▶ **AIM OF THE TASK**
Edit the entries below by replacing each "trousers" with "slacks" and keeping every other line unchanged.

-- START OF INPUT DATA --

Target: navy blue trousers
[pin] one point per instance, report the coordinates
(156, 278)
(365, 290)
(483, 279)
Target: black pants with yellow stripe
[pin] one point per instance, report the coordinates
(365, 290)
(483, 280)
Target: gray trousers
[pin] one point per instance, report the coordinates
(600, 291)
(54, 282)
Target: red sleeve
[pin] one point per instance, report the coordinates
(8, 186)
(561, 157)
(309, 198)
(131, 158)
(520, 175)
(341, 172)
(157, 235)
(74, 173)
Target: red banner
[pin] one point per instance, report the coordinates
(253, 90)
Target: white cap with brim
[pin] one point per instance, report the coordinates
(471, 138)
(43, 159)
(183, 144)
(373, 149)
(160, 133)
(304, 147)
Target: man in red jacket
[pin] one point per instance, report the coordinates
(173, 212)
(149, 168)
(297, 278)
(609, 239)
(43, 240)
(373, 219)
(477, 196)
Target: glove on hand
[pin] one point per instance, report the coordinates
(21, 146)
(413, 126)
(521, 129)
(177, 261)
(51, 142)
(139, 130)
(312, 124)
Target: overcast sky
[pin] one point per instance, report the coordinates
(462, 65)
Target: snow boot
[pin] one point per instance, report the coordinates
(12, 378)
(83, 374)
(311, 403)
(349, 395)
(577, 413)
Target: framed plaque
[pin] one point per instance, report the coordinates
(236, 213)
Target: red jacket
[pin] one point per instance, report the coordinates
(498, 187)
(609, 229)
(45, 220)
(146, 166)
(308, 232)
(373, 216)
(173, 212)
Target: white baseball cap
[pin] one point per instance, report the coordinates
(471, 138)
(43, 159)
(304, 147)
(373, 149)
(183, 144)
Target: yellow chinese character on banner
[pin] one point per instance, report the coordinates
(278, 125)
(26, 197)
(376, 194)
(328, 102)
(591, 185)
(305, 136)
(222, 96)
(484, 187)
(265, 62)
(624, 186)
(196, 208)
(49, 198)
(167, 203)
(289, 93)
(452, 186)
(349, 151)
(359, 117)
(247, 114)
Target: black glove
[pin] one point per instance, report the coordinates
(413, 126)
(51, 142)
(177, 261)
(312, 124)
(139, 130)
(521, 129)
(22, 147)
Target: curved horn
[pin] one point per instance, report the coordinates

-- END OF INPUT DATA --

▶ **TASK RESULT**
Target: navy blue slacks
[pin] one point per instance, report the coordinates
(156, 278)
(365, 290)
(483, 279)
Target: black pants with yellow stripe
[pin] one point per instance, report the coordinates
(365, 290)
(483, 280)
Target: gray slacks
[pin] one point per instance, report the coordinates
(600, 291)
(54, 282)
Target: red sleeve
[pin] one point per instance, report the coordinates
(8, 186)
(561, 157)
(309, 198)
(131, 158)
(520, 175)
(341, 172)
(157, 235)
(74, 173)
Target: red banner
[pin] one point per instance, report the coordinates
(253, 90)
Target: white cap with brim
[pin] one point per instance, report the coordinates
(471, 138)
(43, 159)
(183, 144)
(373, 149)
(160, 133)
(304, 147)
Target: man in red jacket
[pin] one point per instance, report the coordinates
(173, 212)
(149, 168)
(297, 278)
(609, 239)
(43, 240)
(373, 219)
(477, 196)
Target: glove on hand
[pin] one point per instance, report the coordinates
(21, 146)
(413, 126)
(521, 129)
(177, 261)
(51, 142)
(139, 130)
(312, 124)
Target: overcast sky
[pin] one point per instance, report the coordinates
(462, 65)
Target: snow boot
[pin] one point per instance, report the coordinates
(12, 378)
(83, 374)
(311, 403)
(349, 395)
(577, 413)
Target: framed plaque
[pin] one point per instance, report the coordinates
(236, 213)
Target: red jacket
[pin] one point per instance, report the coordinates
(498, 187)
(609, 229)
(45, 220)
(146, 166)
(308, 232)
(373, 216)
(173, 212)
Target: white baseball cap
[pin] one point per instance, report the coordinates
(471, 138)
(43, 159)
(304, 147)
(373, 149)
(183, 144)
Target: yellow chinese character on banner
[pin] one point per instance, report the coordinates
(278, 125)
(26, 197)
(376, 194)
(328, 102)
(591, 185)
(305, 136)
(222, 96)
(484, 187)
(265, 62)
(624, 186)
(196, 208)
(49, 198)
(167, 203)
(289, 93)
(452, 186)
(349, 151)
(359, 117)
(247, 114)
Target: black glove
[pin] one point per instance, report the coordinates
(413, 126)
(51, 142)
(177, 261)
(312, 124)
(139, 130)
(521, 129)
(22, 147)
Target: curved horn
[pin] one point per instance, report the coordinates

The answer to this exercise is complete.